___ Data in this exercise
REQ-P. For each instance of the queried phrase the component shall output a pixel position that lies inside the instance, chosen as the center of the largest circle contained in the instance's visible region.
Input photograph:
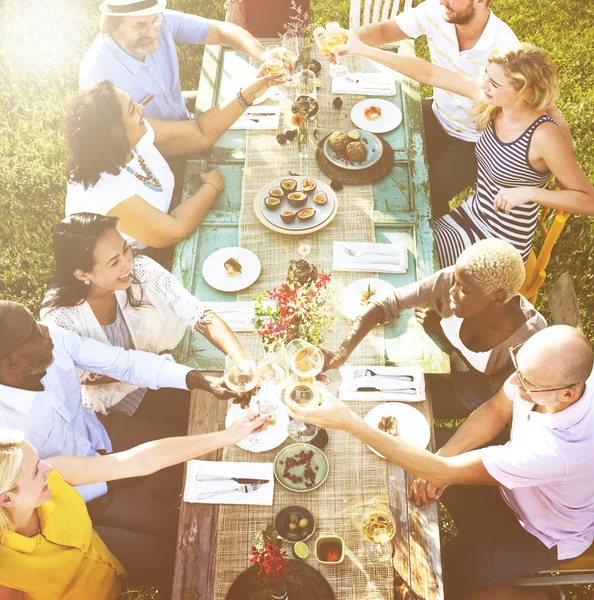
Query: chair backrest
(536, 265)
(374, 12)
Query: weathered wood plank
(198, 523)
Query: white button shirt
(54, 420)
(454, 112)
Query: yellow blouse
(67, 560)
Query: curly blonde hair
(530, 72)
(11, 457)
(494, 265)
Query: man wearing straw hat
(136, 51)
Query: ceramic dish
(215, 274)
(369, 140)
(390, 115)
(300, 534)
(413, 426)
(319, 464)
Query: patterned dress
(500, 165)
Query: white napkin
(204, 468)
(258, 117)
(395, 262)
(369, 84)
(239, 316)
(350, 388)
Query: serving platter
(271, 218)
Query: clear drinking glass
(378, 529)
(275, 66)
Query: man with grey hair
(520, 507)
(136, 51)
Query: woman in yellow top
(48, 549)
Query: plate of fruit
(296, 204)
(354, 149)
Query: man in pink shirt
(520, 507)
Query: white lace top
(157, 326)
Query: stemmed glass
(275, 66)
(378, 529)
(305, 362)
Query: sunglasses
(513, 352)
(37, 332)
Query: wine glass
(275, 66)
(303, 391)
(240, 372)
(378, 529)
(305, 360)
(290, 54)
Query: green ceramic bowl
(289, 477)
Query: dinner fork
(356, 253)
(370, 373)
(244, 489)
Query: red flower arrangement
(270, 560)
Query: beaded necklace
(148, 178)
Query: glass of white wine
(275, 66)
(303, 391)
(378, 528)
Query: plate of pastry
(231, 269)
(354, 149)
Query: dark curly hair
(75, 238)
(95, 135)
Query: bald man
(521, 507)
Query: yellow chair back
(536, 265)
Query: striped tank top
(500, 165)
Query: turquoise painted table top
(402, 213)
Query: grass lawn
(41, 44)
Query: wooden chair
(536, 265)
(389, 11)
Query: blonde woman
(48, 548)
(476, 308)
(520, 147)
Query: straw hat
(137, 8)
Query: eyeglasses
(156, 22)
(513, 352)
(37, 332)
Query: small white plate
(350, 298)
(274, 435)
(216, 275)
(390, 118)
(413, 426)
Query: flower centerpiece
(303, 308)
(271, 560)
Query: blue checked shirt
(158, 74)
(55, 422)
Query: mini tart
(272, 203)
(288, 216)
(297, 199)
(289, 185)
(276, 192)
(308, 185)
(320, 198)
(306, 213)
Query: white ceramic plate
(350, 298)
(216, 276)
(374, 147)
(323, 211)
(390, 118)
(274, 435)
(413, 426)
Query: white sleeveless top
(110, 190)
(451, 329)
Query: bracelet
(213, 185)
(241, 99)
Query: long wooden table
(402, 214)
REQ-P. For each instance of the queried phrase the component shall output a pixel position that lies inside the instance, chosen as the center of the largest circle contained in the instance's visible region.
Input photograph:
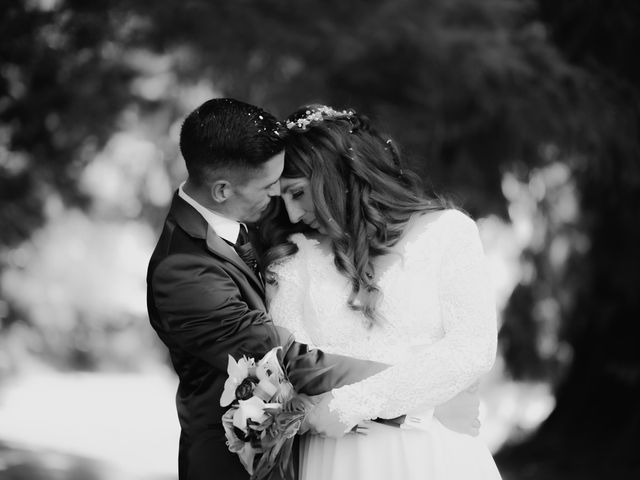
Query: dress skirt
(389, 452)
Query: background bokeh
(525, 111)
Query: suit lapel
(195, 225)
(219, 247)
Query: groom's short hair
(224, 133)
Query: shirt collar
(225, 227)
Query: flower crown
(317, 115)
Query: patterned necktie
(245, 250)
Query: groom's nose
(274, 190)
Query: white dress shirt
(225, 227)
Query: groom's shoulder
(175, 242)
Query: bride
(367, 266)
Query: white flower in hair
(317, 115)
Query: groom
(205, 296)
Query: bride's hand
(320, 421)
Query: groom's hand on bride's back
(319, 420)
(461, 413)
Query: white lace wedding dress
(438, 333)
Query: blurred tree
(62, 85)
(473, 90)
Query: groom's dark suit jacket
(205, 303)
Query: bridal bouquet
(264, 417)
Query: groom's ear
(221, 190)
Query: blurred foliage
(525, 109)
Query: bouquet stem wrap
(264, 416)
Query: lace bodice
(439, 325)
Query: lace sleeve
(435, 373)
(286, 296)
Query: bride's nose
(294, 211)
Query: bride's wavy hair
(363, 196)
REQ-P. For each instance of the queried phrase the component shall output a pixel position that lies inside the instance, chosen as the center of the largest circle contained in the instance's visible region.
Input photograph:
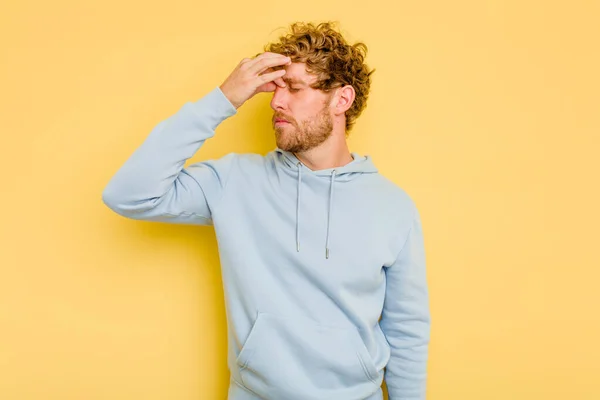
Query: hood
(360, 165)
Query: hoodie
(323, 271)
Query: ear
(343, 99)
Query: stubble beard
(308, 135)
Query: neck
(329, 154)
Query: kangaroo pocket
(285, 358)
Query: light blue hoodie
(310, 261)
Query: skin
(316, 128)
(316, 123)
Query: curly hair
(328, 56)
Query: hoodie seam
(219, 201)
(407, 235)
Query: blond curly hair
(328, 56)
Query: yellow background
(485, 112)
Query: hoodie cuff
(214, 106)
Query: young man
(322, 257)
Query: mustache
(282, 117)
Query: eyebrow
(291, 81)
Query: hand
(254, 75)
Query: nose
(278, 99)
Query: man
(322, 257)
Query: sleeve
(153, 185)
(405, 319)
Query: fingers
(272, 76)
(260, 64)
(278, 81)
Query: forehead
(296, 73)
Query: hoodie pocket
(290, 359)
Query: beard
(297, 138)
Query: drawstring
(299, 165)
(298, 209)
(329, 214)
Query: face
(302, 116)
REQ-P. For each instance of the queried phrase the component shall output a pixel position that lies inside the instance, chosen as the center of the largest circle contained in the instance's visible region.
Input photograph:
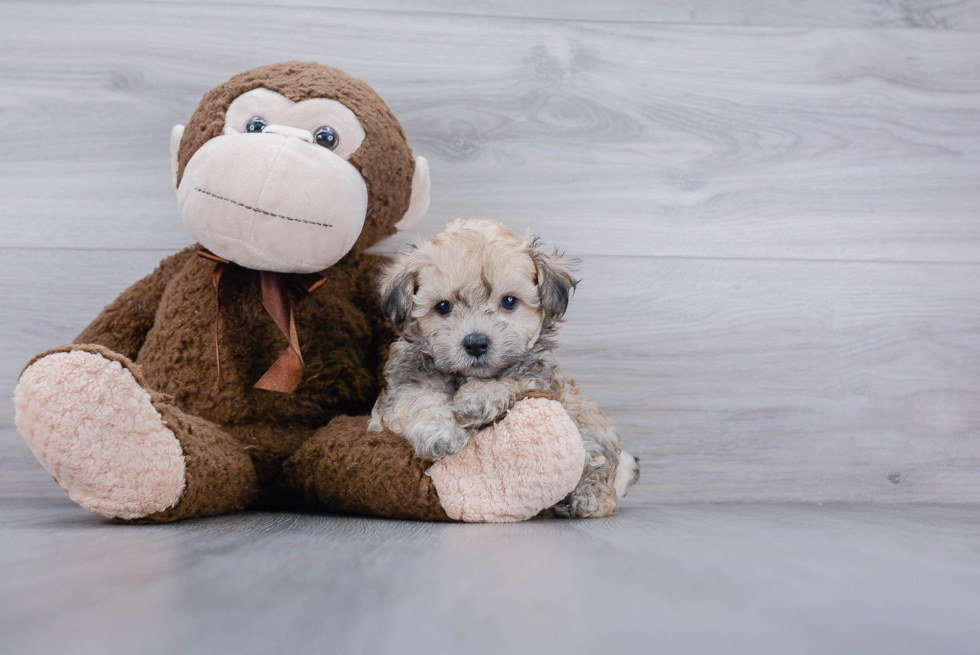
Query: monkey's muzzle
(272, 202)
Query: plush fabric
(308, 116)
(106, 443)
(345, 469)
(233, 181)
(133, 420)
(384, 156)
(528, 461)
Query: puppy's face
(477, 295)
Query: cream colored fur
(106, 445)
(440, 395)
(482, 484)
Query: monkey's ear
(397, 289)
(176, 135)
(420, 195)
(555, 281)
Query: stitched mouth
(260, 211)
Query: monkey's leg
(508, 472)
(121, 449)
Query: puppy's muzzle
(476, 344)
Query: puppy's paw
(438, 440)
(479, 403)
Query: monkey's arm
(123, 324)
(480, 402)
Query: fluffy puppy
(477, 310)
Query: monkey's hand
(479, 403)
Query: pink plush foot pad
(95, 430)
(512, 470)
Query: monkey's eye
(327, 137)
(508, 303)
(255, 124)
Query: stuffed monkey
(239, 373)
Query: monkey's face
(289, 185)
(276, 191)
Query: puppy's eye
(255, 124)
(327, 137)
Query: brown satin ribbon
(287, 371)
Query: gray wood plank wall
(779, 210)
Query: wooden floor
(731, 579)
(778, 207)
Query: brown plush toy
(238, 374)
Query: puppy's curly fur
(477, 309)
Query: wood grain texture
(934, 15)
(732, 380)
(679, 579)
(625, 139)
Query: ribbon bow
(287, 371)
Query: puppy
(477, 310)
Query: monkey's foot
(512, 470)
(92, 424)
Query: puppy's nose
(476, 344)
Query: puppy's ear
(555, 281)
(397, 287)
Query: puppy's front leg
(424, 416)
(480, 402)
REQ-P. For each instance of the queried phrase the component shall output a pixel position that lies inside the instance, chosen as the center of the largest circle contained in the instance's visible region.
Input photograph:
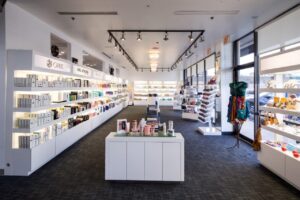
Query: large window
(244, 67)
(247, 75)
(246, 50)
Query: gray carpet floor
(211, 171)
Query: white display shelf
(26, 130)
(46, 89)
(56, 105)
(20, 63)
(281, 111)
(283, 133)
(210, 131)
(280, 90)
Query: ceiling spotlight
(123, 36)
(202, 38)
(139, 38)
(166, 36)
(109, 39)
(191, 37)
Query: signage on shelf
(98, 75)
(78, 70)
(51, 64)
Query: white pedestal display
(144, 158)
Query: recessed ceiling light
(207, 12)
(166, 37)
(139, 38)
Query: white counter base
(282, 164)
(190, 116)
(144, 158)
(213, 131)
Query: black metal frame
(237, 68)
(174, 66)
(255, 64)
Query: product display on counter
(144, 127)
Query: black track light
(139, 38)
(123, 36)
(109, 39)
(191, 37)
(166, 36)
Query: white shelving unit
(282, 163)
(164, 89)
(21, 63)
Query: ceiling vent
(207, 12)
(89, 13)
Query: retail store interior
(149, 99)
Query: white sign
(78, 70)
(51, 64)
(98, 75)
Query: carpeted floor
(211, 171)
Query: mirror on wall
(60, 48)
(92, 61)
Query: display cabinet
(54, 103)
(279, 107)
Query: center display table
(144, 158)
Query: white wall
(2, 88)
(225, 78)
(25, 31)
(154, 76)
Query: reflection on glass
(247, 75)
(246, 50)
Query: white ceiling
(134, 14)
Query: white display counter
(144, 158)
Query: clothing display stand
(191, 107)
(206, 109)
(238, 109)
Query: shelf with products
(54, 104)
(165, 91)
(279, 105)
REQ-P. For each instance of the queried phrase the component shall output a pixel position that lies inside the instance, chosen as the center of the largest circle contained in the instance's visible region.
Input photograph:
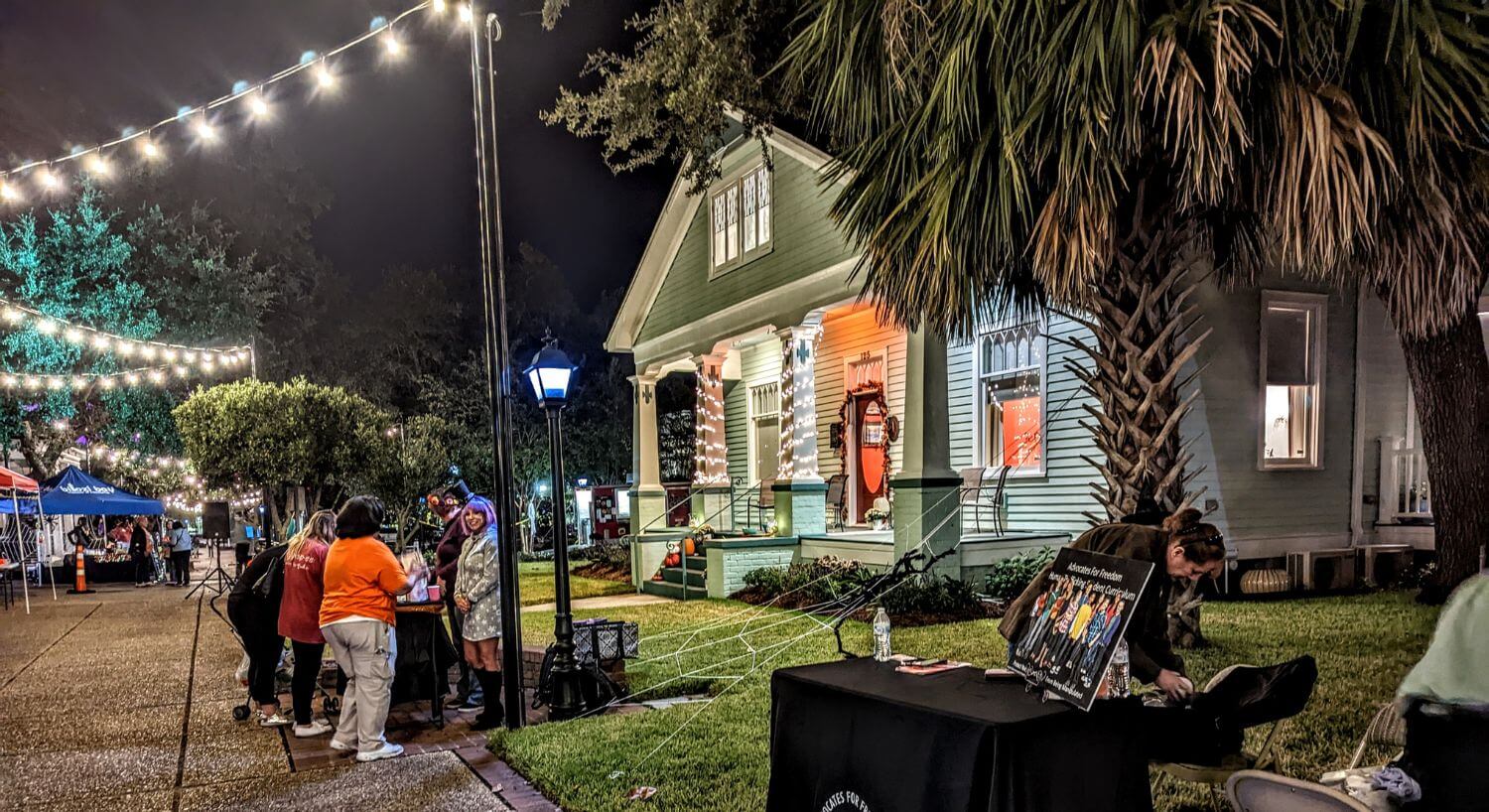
______
Count the lines above that contain the word "woman" and reply with only the number.

> Exercise response: 2